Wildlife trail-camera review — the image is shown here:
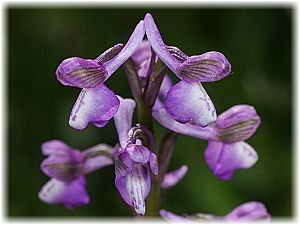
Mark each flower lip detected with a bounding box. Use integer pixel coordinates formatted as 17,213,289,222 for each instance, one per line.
164,80,217,127
56,57,108,88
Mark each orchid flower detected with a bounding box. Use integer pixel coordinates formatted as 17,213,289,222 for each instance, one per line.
160,201,271,222
39,140,115,208
153,75,260,180
55,21,145,130
144,13,231,127
113,96,158,215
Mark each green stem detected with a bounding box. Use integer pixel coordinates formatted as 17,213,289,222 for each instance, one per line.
145,130,178,217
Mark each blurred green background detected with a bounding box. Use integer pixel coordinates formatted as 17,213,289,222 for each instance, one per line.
8,7,293,218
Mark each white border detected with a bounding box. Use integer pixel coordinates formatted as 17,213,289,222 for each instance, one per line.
0,1,298,225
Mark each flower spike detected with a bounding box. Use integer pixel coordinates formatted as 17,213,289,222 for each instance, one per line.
144,13,231,83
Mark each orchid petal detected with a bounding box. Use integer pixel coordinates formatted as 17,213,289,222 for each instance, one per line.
131,40,152,78
216,105,261,143
69,84,119,130
144,13,180,73
104,20,145,77
125,144,150,164
41,140,76,156
41,140,84,181
177,51,231,83
224,202,271,221
39,177,89,209
82,143,115,174
149,152,158,175
56,57,107,88
115,150,133,177
115,164,150,215
164,80,217,127
159,74,173,100
153,107,216,141
161,165,188,189
95,43,124,64
114,96,136,149
204,141,258,180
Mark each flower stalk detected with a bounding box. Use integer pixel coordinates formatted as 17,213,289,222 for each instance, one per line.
40,13,270,221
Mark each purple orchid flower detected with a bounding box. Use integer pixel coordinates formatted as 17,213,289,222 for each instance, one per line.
113,96,158,215
153,75,260,180
55,21,145,130
144,13,231,127
160,201,271,222
39,140,114,208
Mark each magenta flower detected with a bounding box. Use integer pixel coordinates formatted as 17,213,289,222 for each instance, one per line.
113,96,158,215
160,201,271,222
153,75,261,180
55,21,145,130
144,13,231,127
39,140,114,208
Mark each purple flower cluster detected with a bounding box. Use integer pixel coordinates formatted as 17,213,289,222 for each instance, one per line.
39,13,270,220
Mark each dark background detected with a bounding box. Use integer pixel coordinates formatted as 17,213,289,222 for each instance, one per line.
8,7,293,218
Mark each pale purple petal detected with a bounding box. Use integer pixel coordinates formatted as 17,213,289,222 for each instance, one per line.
159,74,173,100
204,141,258,180
115,164,150,215
104,20,145,77
144,13,180,73
95,43,124,64
167,46,189,62
224,202,271,221
164,80,217,127
145,13,231,83
113,96,136,149
56,57,107,88
125,144,150,164
84,157,113,174
41,140,75,156
115,151,133,177
41,156,84,181
161,165,188,189
39,177,89,209
82,143,115,174
131,40,152,78
149,152,158,175
216,105,261,143
160,210,193,222
153,107,217,141
176,51,231,83
69,84,120,130
40,140,84,181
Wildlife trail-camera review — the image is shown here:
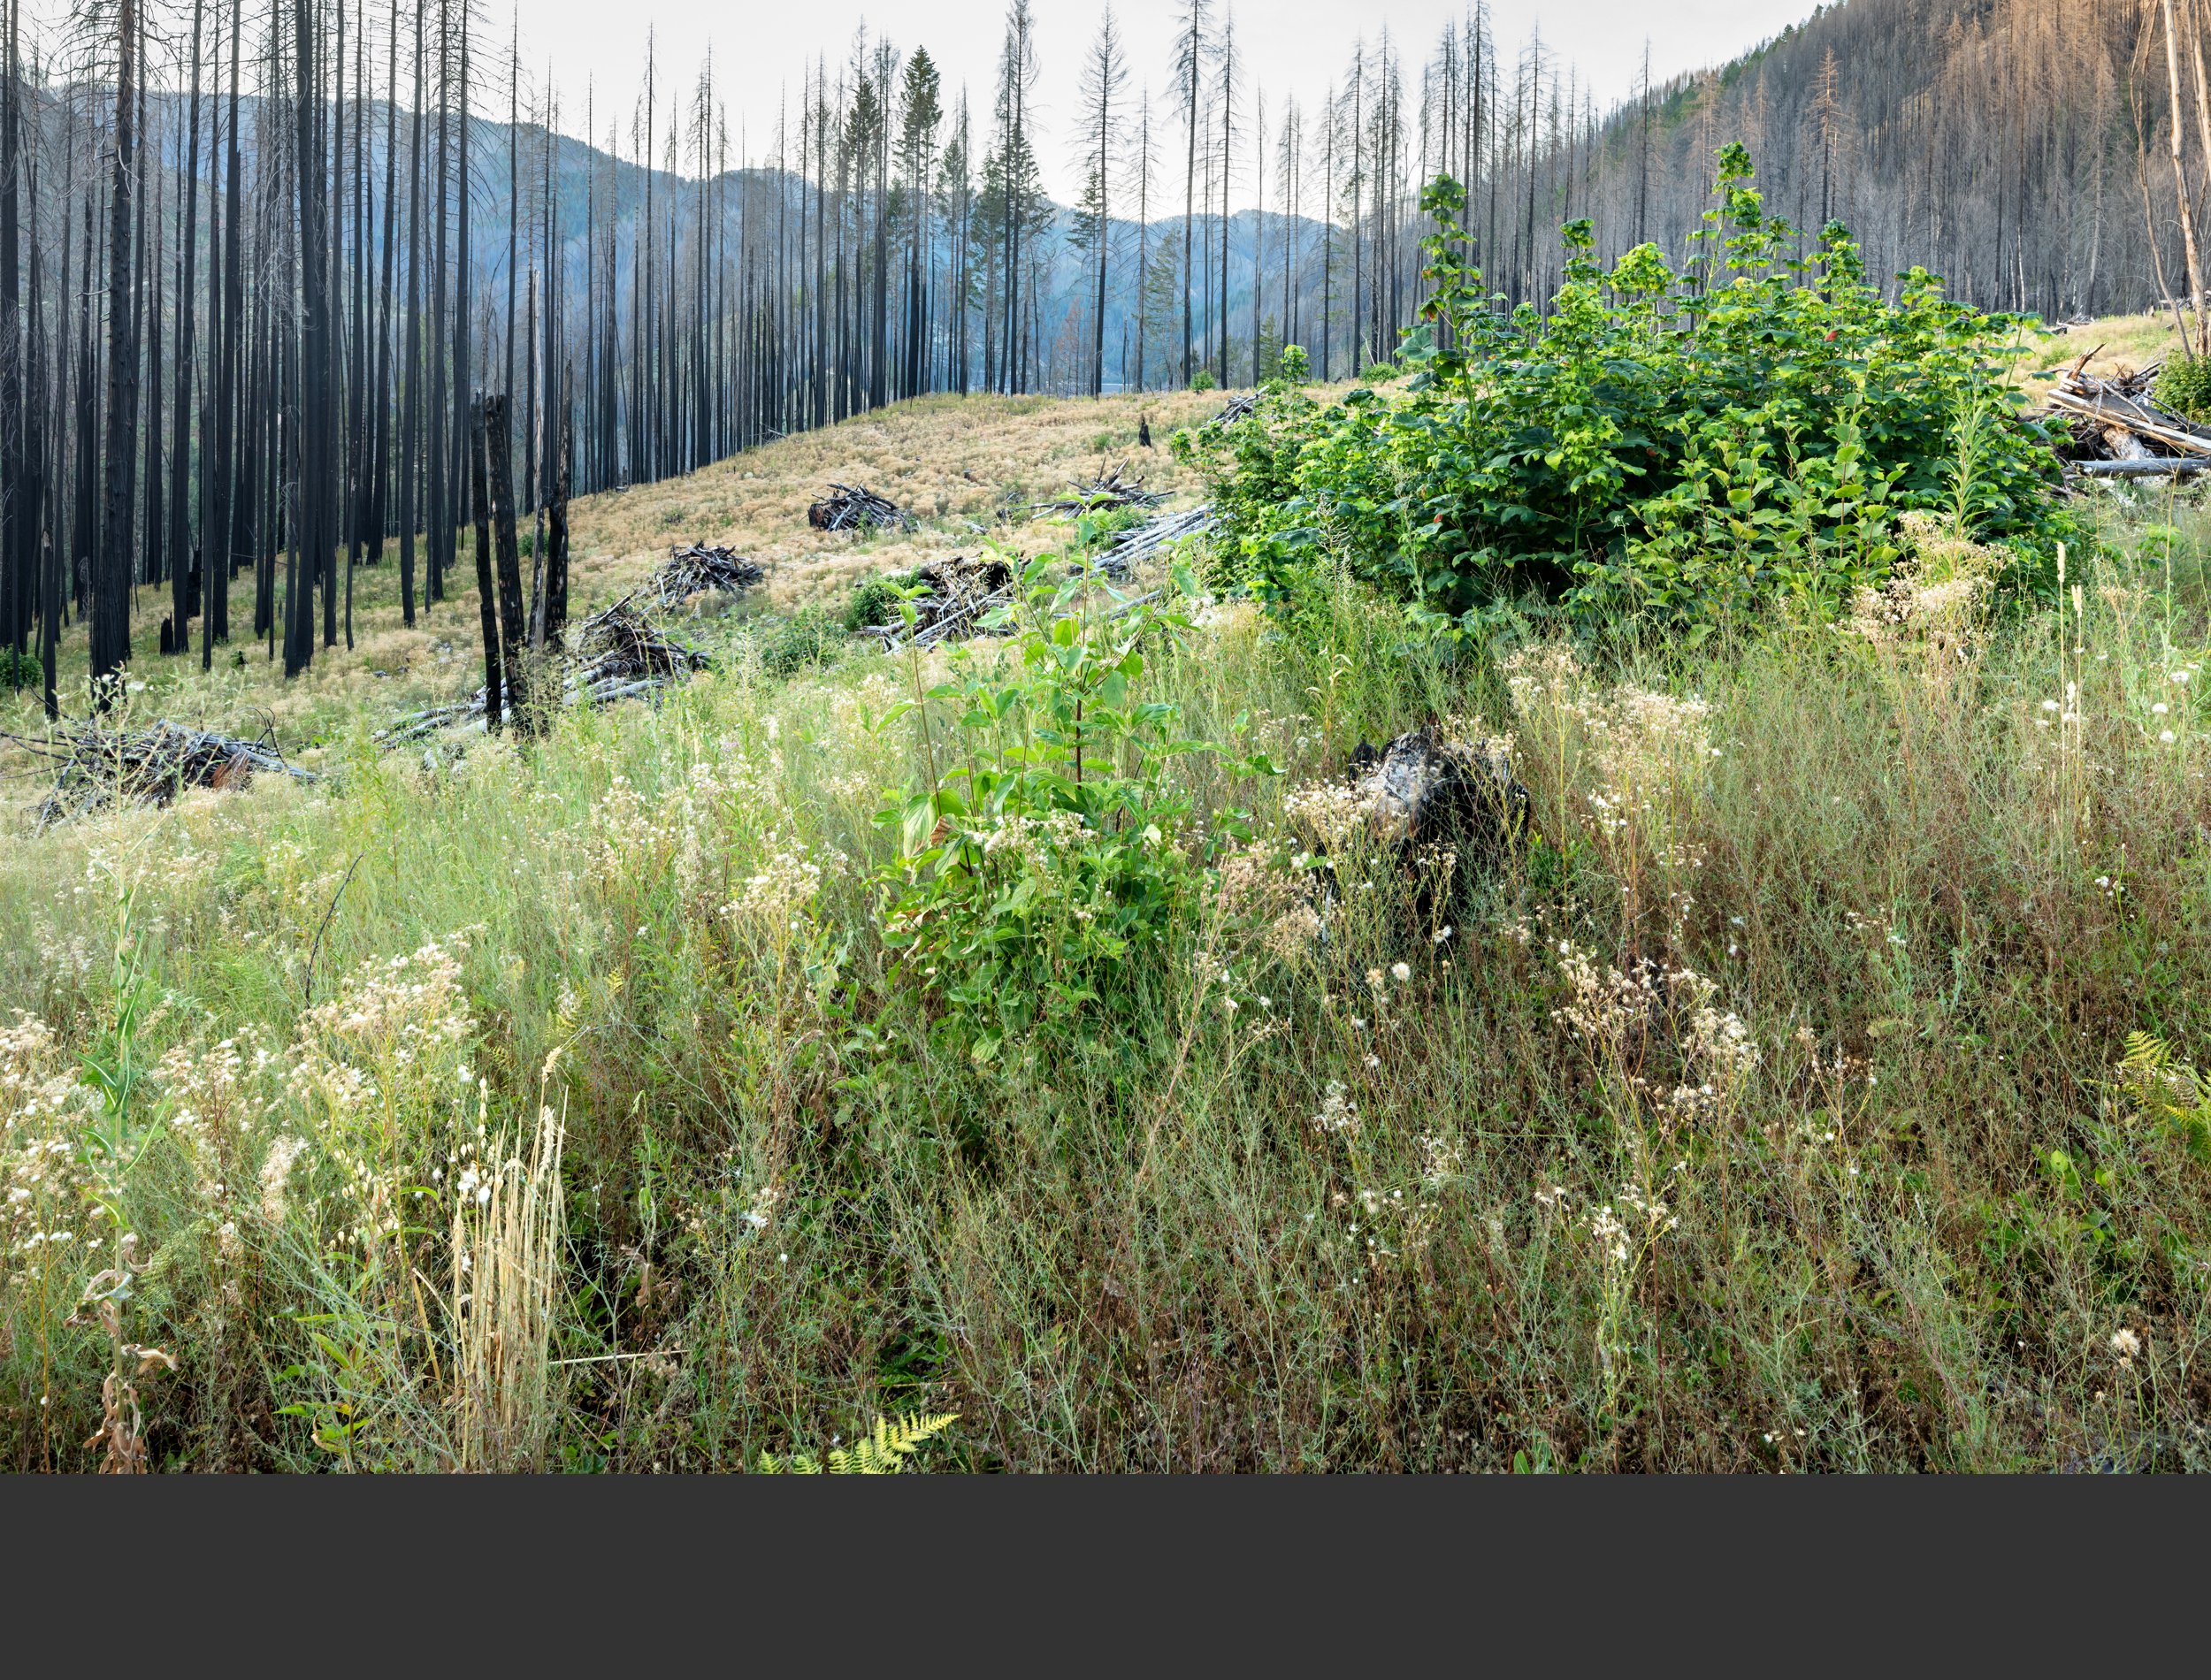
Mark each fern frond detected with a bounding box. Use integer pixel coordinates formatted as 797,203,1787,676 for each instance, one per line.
876,1409,961,1462
2112,1033,2211,1165
2121,1031,2170,1075
759,1409,959,1475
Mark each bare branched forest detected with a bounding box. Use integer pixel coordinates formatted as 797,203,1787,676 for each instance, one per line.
2,0,2210,1474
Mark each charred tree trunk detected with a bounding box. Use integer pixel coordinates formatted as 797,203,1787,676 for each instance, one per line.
544,394,570,647
94,0,143,692
484,390,528,731
169,0,206,652
468,394,501,729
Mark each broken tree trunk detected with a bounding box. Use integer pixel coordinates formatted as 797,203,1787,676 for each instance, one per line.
541,407,572,649
469,398,502,732
486,393,531,732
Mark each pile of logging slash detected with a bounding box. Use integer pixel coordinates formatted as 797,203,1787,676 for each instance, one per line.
860,517,1211,653
1015,460,1168,519
654,544,765,607
858,505,1220,651
1208,392,1261,429
2044,355,2211,478
856,555,1017,653
4,720,317,826
1098,503,1216,577
808,484,914,532
376,595,708,750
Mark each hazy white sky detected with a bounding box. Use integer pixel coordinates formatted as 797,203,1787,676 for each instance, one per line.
32,1,1826,197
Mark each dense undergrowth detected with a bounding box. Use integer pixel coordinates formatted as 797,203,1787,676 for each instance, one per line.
5,164,2211,1469
4,491,2209,1470
1184,148,2073,634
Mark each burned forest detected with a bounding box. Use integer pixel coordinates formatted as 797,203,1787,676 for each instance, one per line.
5,0,2211,1480
14,0,2211,715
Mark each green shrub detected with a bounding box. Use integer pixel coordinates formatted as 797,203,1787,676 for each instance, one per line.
1190,368,1218,393
1182,147,2073,634
1077,504,1148,545
0,645,40,688
874,553,1275,1063
1361,361,1400,380
759,607,841,678
843,577,907,632
2156,354,2211,423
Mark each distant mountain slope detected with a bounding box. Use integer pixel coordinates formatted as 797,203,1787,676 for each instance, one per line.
1582,0,2167,320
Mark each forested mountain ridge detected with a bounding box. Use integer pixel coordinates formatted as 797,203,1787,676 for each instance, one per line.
1576,0,2192,321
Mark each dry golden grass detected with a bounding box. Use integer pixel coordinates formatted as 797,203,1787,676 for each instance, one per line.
2012,310,2192,404
570,386,1229,615
0,386,1232,792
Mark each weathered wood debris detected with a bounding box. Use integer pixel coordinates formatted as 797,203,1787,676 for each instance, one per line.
1017,460,1169,518
808,483,915,532
858,555,1017,653
376,595,709,749
2044,355,2211,477
1346,729,1531,861
1208,392,1261,429
4,719,317,826
1098,503,1216,577
654,544,765,607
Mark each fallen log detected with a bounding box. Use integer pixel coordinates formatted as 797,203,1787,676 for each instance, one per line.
2069,457,2209,478
2043,359,2211,466
2046,388,2211,457
4,719,317,826
374,594,710,749
1098,503,1216,577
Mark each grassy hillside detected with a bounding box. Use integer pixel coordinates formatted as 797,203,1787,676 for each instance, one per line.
4,369,2210,1472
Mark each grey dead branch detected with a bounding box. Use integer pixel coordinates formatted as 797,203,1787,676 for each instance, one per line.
1010,460,1168,519
376,594,709,752
5,719,317,827
2045,355,2211,478
654,544,766,608
807,483,915,532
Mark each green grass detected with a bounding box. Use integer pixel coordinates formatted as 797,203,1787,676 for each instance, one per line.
4,430,2211,1471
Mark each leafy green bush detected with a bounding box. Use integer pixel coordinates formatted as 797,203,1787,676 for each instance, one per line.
0,645,40,688
874,555,1274,1062
2156,354,2211,424
1182,146,2072,633
1190,368,1218,393
1076,504,1149,545
759,607,841,678
843,577,907,632
1361,361,1400,380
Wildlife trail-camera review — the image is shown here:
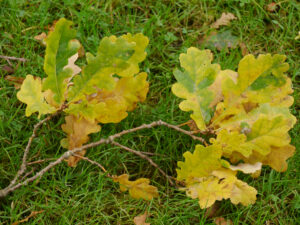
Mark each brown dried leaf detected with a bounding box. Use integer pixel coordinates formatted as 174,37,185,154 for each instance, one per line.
4,75,24,89
134,211,150,225
34,32,47,46
61,115,101,167
2,65,15,74
211,13,237,29
266,2,277,12
12,210,44,225
214,217,233,225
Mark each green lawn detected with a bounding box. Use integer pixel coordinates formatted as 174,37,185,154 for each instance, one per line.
0,0,299,224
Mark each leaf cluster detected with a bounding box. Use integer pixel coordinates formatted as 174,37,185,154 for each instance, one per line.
172,47,296,208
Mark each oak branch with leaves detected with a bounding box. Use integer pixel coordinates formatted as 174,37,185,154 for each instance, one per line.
0,18,296,210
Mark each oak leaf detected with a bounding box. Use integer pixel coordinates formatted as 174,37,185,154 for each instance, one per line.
171,48,221,130
17,75,56,118
61,115,101,167
42,18,81,104
66,72,148,123
113,174,158,200
67,33,149,103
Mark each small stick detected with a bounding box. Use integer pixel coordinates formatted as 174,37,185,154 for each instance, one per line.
110,141,175,186
0,55,27,62
73,153,111,178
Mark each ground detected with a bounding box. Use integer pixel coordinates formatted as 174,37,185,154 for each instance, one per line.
0,0,299,224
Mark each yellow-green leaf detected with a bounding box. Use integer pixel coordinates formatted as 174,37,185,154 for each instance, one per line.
176,144,222,183
43,18,81,104
113,174,158,200
17,75,56,118
171,48,221,130
67,33,149,102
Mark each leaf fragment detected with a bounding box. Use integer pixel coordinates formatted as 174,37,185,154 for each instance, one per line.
133,211,150,225
113,174,158,200
211,12,237,29
4,75,24,89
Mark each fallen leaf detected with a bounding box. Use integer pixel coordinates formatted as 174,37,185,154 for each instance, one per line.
211,13,237,29
203,30,239,51
12,210,44,225
134,211,150,225
113,174,159,200
34,32,47,46
4,75,24,89
266,2,277,12
214,217,233,225
2,65,15,74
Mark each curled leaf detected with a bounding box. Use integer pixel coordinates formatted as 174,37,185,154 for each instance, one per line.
113,174,158,200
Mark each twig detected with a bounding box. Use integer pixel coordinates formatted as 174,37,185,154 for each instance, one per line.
0,120,203,197
8,113,58,189
110,141,174,186
73,154,111,177
27,158,55,166
0,55,27,62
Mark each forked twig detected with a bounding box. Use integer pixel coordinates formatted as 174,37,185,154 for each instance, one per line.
110,141,175,185
0,120,205,197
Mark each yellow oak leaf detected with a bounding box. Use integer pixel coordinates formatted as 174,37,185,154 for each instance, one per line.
66,72,148,123
17,75,56,118
61,115,101,167
176,144,223,183
262,145,295,172
230,179,257,206
210,129,253,158
186,176,233,208
113,174,158,201
246,115,292,156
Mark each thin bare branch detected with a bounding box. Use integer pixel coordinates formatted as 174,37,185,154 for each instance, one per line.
0,120,203,197
110,141,174,186
0,55,27,62
73,154,111,177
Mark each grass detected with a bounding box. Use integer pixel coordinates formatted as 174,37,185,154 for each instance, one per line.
0,0,299,224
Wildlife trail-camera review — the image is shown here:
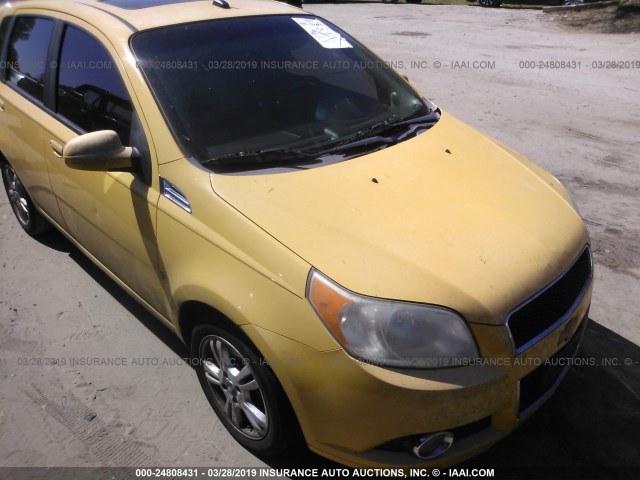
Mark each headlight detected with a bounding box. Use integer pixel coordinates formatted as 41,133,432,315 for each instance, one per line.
◆ ◆ ◆ ◆ ◆ ◆ ◆
### TASK BRIEF
Reproduce exactly the part of the records above that begins at the line holding "Mark each twig" and ends at the final line, both included, leaving out the pictures.

### WRITTEN RESPONSE
Mark each twig detected with a bounding box. Use integer pixel coordinates formatted as 174,37,185,154 for each instance, one per line.
0,120,203,197
8,113,58,189
110,141,174,186
73,154,111,177
27,158,55,166
0,55,27,62
Mark each forked twig detected with a bounding box. Use integer pixel coordinates formatted as 174,37,185,154 for each instance, one per line.
110,141,175,185
0,120,205,197
Mark each yellow oak leaf detected with a bounding box. Use integer pixel coordinates formatted as 174,37,185,154 for each instance, one per line.
66,72,148,123
17,75,56,118
61,115,101,167
176,144,223,183
262,145,295,172
230,179,257,206
210,129,253,158
186,176,233,208
113,174,158,201
246,115,292,156
Mark each thin bare branch detected with a bounding box. Use integer pixel coordinates formatted as 174,37,185,154 for each instance, one per line.
0,120,203,197
110,141,174,186
0,55,27,62
73,154,111,177
Mark each grass detected with a bounding box. Use integer pixel coordinates formatted as 174,37,185,154 for each instance, one per line.
0,0,299,224
Wildlife trail-camera review — the image is shown here:
Mark each headlight detected with a bounding box. Use integer pixel coordinates formatted as 41,133,432,315 for each instance, one per line.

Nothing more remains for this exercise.